WORK TO BE COMPLETED :: Recast the lines below as a numbered list, skipping any blank lines. Leave the pictures out of your answer.
________
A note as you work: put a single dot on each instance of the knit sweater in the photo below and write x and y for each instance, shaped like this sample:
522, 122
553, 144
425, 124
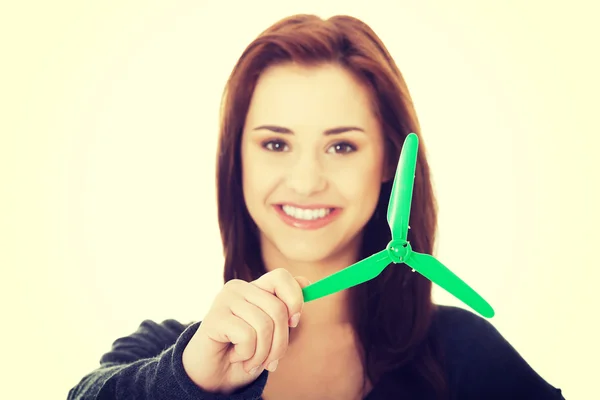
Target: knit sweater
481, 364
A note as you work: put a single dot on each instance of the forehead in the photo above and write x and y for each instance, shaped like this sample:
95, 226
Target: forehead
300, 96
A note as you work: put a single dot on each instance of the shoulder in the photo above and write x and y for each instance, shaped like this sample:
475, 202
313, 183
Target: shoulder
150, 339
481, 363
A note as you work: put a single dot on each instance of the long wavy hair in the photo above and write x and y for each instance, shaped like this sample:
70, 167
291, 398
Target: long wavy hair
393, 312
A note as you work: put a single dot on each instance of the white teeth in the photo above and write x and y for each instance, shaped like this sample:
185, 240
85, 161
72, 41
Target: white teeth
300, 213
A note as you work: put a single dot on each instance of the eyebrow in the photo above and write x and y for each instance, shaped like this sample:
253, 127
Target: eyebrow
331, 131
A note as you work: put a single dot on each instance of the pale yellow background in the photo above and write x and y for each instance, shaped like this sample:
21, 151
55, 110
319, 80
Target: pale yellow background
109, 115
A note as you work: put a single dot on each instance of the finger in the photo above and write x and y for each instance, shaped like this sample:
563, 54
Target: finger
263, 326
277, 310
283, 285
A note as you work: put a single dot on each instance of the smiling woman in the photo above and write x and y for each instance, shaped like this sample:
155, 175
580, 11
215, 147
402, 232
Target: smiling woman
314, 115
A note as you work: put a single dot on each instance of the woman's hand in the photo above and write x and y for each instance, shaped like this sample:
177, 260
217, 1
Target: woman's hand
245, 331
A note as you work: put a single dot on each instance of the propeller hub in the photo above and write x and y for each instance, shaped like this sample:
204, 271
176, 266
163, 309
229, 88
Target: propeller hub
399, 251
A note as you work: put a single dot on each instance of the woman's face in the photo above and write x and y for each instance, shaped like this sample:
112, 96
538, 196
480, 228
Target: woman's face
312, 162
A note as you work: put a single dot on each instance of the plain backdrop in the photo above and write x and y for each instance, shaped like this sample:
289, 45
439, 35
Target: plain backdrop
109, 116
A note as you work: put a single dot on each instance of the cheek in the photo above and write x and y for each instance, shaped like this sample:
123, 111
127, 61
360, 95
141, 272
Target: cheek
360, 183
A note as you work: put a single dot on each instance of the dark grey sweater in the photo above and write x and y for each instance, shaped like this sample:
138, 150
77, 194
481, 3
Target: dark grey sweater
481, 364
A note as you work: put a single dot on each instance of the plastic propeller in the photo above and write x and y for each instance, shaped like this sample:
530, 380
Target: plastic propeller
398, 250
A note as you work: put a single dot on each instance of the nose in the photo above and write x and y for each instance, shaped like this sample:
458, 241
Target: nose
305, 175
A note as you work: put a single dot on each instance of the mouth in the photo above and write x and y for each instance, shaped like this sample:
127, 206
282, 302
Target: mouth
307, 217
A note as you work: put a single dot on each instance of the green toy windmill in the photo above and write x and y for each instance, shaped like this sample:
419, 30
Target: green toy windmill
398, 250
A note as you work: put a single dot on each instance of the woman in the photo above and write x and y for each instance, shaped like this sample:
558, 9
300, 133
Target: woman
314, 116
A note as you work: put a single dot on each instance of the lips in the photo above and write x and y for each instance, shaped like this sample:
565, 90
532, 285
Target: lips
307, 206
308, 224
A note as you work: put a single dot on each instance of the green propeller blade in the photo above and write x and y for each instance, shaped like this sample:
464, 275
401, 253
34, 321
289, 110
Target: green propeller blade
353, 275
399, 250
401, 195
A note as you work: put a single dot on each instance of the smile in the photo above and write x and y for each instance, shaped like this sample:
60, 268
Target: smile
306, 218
________
SOLUTION TO THIS TASK ::
1. A note as you work: put a single dot on each instance of the knit sweater in the photo below and write x and y for each instance, shaped like this sample:
2. 522, 122
3. 553, 144
4. 425, 124
5. Target: knit sweater
6. 481, 364
7. A note as you work: put a single dot on each instance of the forehead in the photo above and write x and y for each instance, shaped like this sample:
8. 95, 226
9. Target: forehead
10. 300, 96
11. A note as you work: put a single dot on each instance of the shoulder in the photo above and write x and y for each instance, shaped like this sample:
12. 475, 202
13. 313, 183
14. Target: shoulder
15. 150, 339
16. 481, 363
17. A note as you work: put a single dot on each instance of the long wavy hair in the photo above and write x and y for each instance, shaped like this sample:
18. 70, 167
19. 291, 398
20. Target: long wavy hair
21. 393, 312
22. A note as you work: put a single dot on each instance of the white teeth in the photo above and write x and y for each instance, shaped like this sample:
23. 185, 240
24. 85, 161
25. 72, 41
26. Target: white teeth
27. 300, 213
28. A note as you work: put a single dot on each instance of the eyebrow in the photo above and write x and y for each instance, shaped like this sample:
29. 253, 127
30. Target: eyebrow
31. 331, 131
32. A note as you work: put a single dot on each instance of the pale yellow background in the photo above and write x and y for each instance, shaped like this sample:
33. 21, 151
34. 55, 110
35. 319, 80
36. Target: pale yellow background
37. 109, 115
38. A note as you work: put a single dot on each instance of the finger in the photo above and write x and y for each instance, shaped like this sample:
39. 563, 54
40. Target: finger
41. 263, 326
42. 277, 310
43. 283, 285
44. A note as you work: put a single dot on each instance of the smiling woman in the photo above and write x and y for each instance, shaped like this sample:
45. 155, 175
46. 580, 11
47. 215, 147
48. 402, 232
49. Target: smiling woman
50. 314, 115
51. A note as you work: put a single dot on each instance of the woman's hand in the photo above and write x and y for each instance, shaped like this sample:
52. 177, 260
53. 217, 1
54. Target: woman's hand
55. 245, 331
56. A note as you work: put a single dot on each instance of the propeller hub in the photo above and write x and y for each instance, shaped like this sample:
57. 204, 271
58. 176, 266
59. 163, 309
60. 229, 88
61. Target: propeller hub
62. 399, 251
63. A note as you work: put a single dot on each instance of the woman's face in the photo above and write x and y for each instance, shaped like this sample:
64. 112, 96
65. 538, 196
66. 480, 228
67. Target: woman's face
68. 312, 162
69. A note as you work: put a single dot on each instance of the plain backdrop in the photo above and write x and y for each instance, shaped like this sample:
70. 289, 45
71. 439, 35
72. Target: plain backdrop
73. 109, 116
74. A note as you work: put a single dot on each instance of the cheek in the photo above and write x and y for each instance, shaped like this sample:
75. 123, 111
76. 127, 61
77. 360, 95
78. 141, 272
79. Target: cheek
80. 360, 183
81. A note as you work: put a single dot on each instance of the dark grey sweater in the photo above and write x and y for each instance, shaped like this sample:
82. 138, 150
83. 77, 194
84. 481, 3
85. Target: dark grey sweater
86. 481, 364
87. A note as you work: put a single dot on each instance of the plastic propeller in the photo above and write x and y for each instance, shaped like this sample:
88. 530, 380
89. Target: plastic propeller
90. 398, 250
91. A note as you work: put a single dot on each instance of the nose in the photo above and write x and y for each instance, shaped like this sample:
92. 458, 241
93. Target: nose
94. 305, 175
95. A note as you work: put a single dot on each instance of the mouth in the photo above and write x and y for each instance, shaped like this sample:
96. 127, 206
97. 282, 302
98. Target: mouth
99. 307, 217
100. A note as you work: put a single dot on each instance of the green toy windmill in the photo above and write x and y for each instance, shaped like this sample:
101. 419, 30
102. Target: green toy windmill
103. 398, 250
104. A note as you work: put a single dot on each instance of the woman in the photo above and write x and y for each instance, shaped like this sample:
105. 558, 9
106. 300, 133
107. Target: woman
108. 314, 116
109. A note as you work: put a single dot on each instance of the lips in the photo above and write x and y for each instance, shaped like this sample:
110. 565, 90
111. 532, 285
112. Target: lips
113. 307, 206
114. 308, 224
115. A note as you work: put a single dot on each instance of the green propeller blade in the photo above and write x and y for each instance, shaped like this sample:
116. 464, 275
117. 401, 253
118. 34, 321
119. 289, 110
120. Target: green propeller blade
121. 353, 275
122. 399, 250
123. 401, 195
124. A note as you work: put a single dot on each instance of the smile in the photo above and write x and y for each instance, shaped like this sample:
125. 60, 268
126. Target: smile
127. 306, 218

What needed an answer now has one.